─── 原文

その結果、預けた関係がある場合には現金について横領罪が成立することがあるのです。なお、講学上は委託信任関係に基づく占有という言い方をします。

刑法における現金の占有・所有の特殊性(概要)

あ 原則(民事)

一般的に(民事では)現金の占有と所有は一致する
→「自己の占有する他人の物」にはあたらない

い 刑事独自の解釈

現金を預けた場合、預け主所有預かった者(管理する者)占有として扱う
詳しくはこちら|現金(金銭)についての横領罪(占有・所有の解釈・一時流用)

9 共有不動産の売却代金の横領

共有者の1人が共有不動産を売却したケースについてのふたつの判例があります。いずれも無断で売却したわけではなく、共有者全員が同意(関与)しており、売却やその登記は不正なものではありませんでした。
売却代金を共有者の1人Aが保管していて、これを無断で使ってしまった(領得した)のです。この行為が横領罪として認められました。金銭のうち一部はA以外の共有者から預かっている状態なので、他人の物となるのです。

共有不動産の売却代金の横領

あ 昭和43年判例

共有者の依頼により売却した共有不動産の売却代金は、特約又は特殊の事情がない限り不動産の共有者との共有になる
その領得行為は横領となる
※最決昭和43年5月23日

い 昭和6年判例

自己他数十名が共有する土地の売却代金を、共有者Aが共有財産管理委員として保管していた
Aが当該金銭を自己の用途に費消した
横領罪が成立する
※大判昭和6年12月10日

10 共同で拠出した金銭の横領

いろいろな場面で、複数人が金銭を出し合って、共同してなにかを行う(金銭を使う)ということがあります。要するに共同事業です。
株式会社など、法人にした場合は、法人に帰属する(法人が所有者となる)ことになりますが、それ以外の場合は、複数人の共有となることが多いです。
匿名組合の出資金、無尽講の出資金(講金)が、出資者(構成員)の共有として認められた判例があります。
また、株式会社設立のための払込金は、会社の設立(成立)後は、会社の所有となりますが、設立前は発起人の共有となります。
いずれの共有となった金銭についても、共有者の1人が使ってしまうと横領罪が成立します。

──────
─── データ部分

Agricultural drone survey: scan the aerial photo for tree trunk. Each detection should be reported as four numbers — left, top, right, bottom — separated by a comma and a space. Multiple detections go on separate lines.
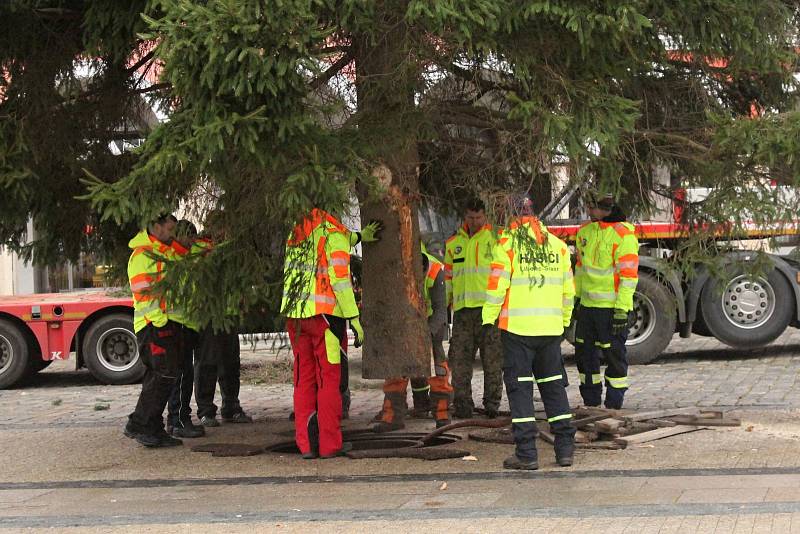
353, 13, 431, 378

──────

**課題 1**
横領罪の解説をもとに、次の問いに答えてください。
(a) 共有不動産の売却代金に関する昭和43年の判例は、何年何月何日のものですか。
(b) 昭和6年の判例で、共有者Aはどのような立場で売却代金を保管していましたか。
(c) 株式会社設立のための払込金は、会社の設立前には誰の共有となりますか。
**課題 2**
横領罪の解説を、最後の文の後から書き継いでください。

**回答 1**
(a) 昭和43年5月23日の最高裁決定です。
(b) 共有財産管理委員として保管していました。
(c) 発起人の共有となります。

**回答 2**
共同で拠出した金銭の横領

あ 匿名組合の出資金

他の者との共同営業のため匿名組合員から出資を受けて交付された金銭共同営業者との共有となる
これを自己の用途に費消することは横領罪となる
※大判大正13年2月13日

い 株式会社設立における払込金

株式会社設立のために株式引受人が払い込んだ証拠金及び払込金発起人団体の共有となる
発起人の一部が自己のためにこれを処分することは横領罪となる
※大判大正12年8月1日

う 無尽講の出資金

頼母子講(無尽講)の講金につき会主(頭取)が講員の委任を受けて業務を処理するにすぎない場合
講金は講員らの共有に属する
これを着服することは横領罪となる
※大判大正2年10月11日
※大判大正3年6月19日

11 共同経営における債券を換金した金銭の横領

前述のように、複数人が出資した金銭は、刑法上は出資者の共有となります。その金銭で購入した債券(国債)も出資者の共有のままです。さらに、その債券を換金して金銭にした場合でも、引き続き出資者の共有が維持されます。
そこで、その金銭を共有者の1人が無断で使ってしまうと横領罪が成立します。

共同経営における債券を換金した金銭の横領

あ 事案

地方新聞紙の発行人が、他の共同経営者らとの共有に属する国庫債券を、その新聞紙に関する保証金に充てて所轄地方官庁に納付した
発行人が、還付を受けてこれを費消した

い 権利の帰属

保証金の納付義務を負うと共に納付した国庫債券の還付請求権を有するのが発行人であるにしても、当該国庫債券の帰属に関しては、発行人の単独所有になるのではなく共同経営者らとの共有に属したままである

う 横領罪の成否

横領罪が成立する
※大判大正13年2月4日

本記事では、共有物に関する横領罪について説明しました。
実際には、個別的な事情によって、法的判断や最適な対応方法は違ってきます。
実際に、共有物(共有不動産)や共同事業のための財産に関する問題に直面されている方は、みずほ中央法律事務所の弁護士による法律相談をご利用くださることをお勧めします。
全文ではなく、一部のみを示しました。